Exercise data:
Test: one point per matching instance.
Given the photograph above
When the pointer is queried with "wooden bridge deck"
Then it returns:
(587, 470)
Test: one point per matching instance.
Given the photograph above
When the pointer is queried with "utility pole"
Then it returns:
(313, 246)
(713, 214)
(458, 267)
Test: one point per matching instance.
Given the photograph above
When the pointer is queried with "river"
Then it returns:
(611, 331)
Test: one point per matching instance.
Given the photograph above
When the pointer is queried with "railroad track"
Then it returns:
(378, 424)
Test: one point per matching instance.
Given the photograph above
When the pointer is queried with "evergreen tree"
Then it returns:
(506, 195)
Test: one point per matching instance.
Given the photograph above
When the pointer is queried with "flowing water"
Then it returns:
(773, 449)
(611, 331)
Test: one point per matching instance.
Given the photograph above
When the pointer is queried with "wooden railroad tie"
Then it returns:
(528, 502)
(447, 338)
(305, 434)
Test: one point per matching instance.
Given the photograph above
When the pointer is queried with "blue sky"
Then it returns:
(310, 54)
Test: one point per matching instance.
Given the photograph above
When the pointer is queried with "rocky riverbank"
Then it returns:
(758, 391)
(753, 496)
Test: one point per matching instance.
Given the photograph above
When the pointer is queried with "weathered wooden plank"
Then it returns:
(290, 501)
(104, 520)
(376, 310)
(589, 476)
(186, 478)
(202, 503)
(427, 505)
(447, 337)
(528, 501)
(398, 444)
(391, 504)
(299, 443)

--

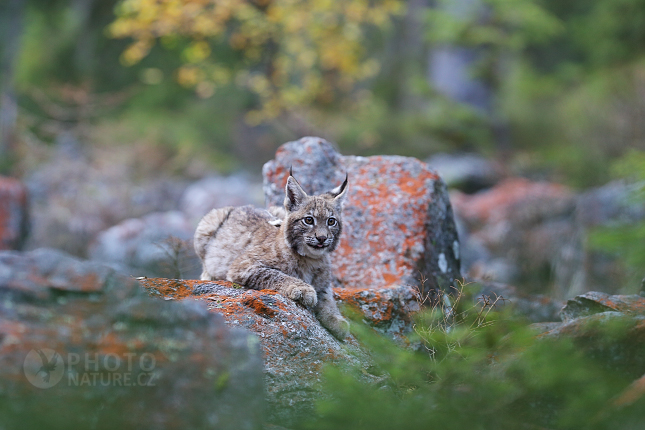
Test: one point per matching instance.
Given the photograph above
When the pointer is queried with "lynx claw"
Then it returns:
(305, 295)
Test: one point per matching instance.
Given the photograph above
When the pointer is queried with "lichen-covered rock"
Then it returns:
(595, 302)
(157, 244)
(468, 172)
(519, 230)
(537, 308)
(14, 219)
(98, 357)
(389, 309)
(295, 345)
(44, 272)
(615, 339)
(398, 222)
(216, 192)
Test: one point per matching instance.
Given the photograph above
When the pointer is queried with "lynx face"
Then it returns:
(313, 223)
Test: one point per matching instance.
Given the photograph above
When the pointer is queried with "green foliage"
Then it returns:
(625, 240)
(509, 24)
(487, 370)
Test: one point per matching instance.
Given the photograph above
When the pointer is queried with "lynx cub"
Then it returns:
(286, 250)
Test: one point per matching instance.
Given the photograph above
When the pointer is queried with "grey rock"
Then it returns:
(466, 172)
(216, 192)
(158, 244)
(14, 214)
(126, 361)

What this task involves: Locate each line in the entries above that contains the word "wooden" and copy those lines, treating uppercase and lowercase as distinct.

Task solution:
When the pointer is queried with "wooden bridge deck"
When the pointer is queried with "wooden railroad tie"
When the pointer is queried with "weathered wooden plank"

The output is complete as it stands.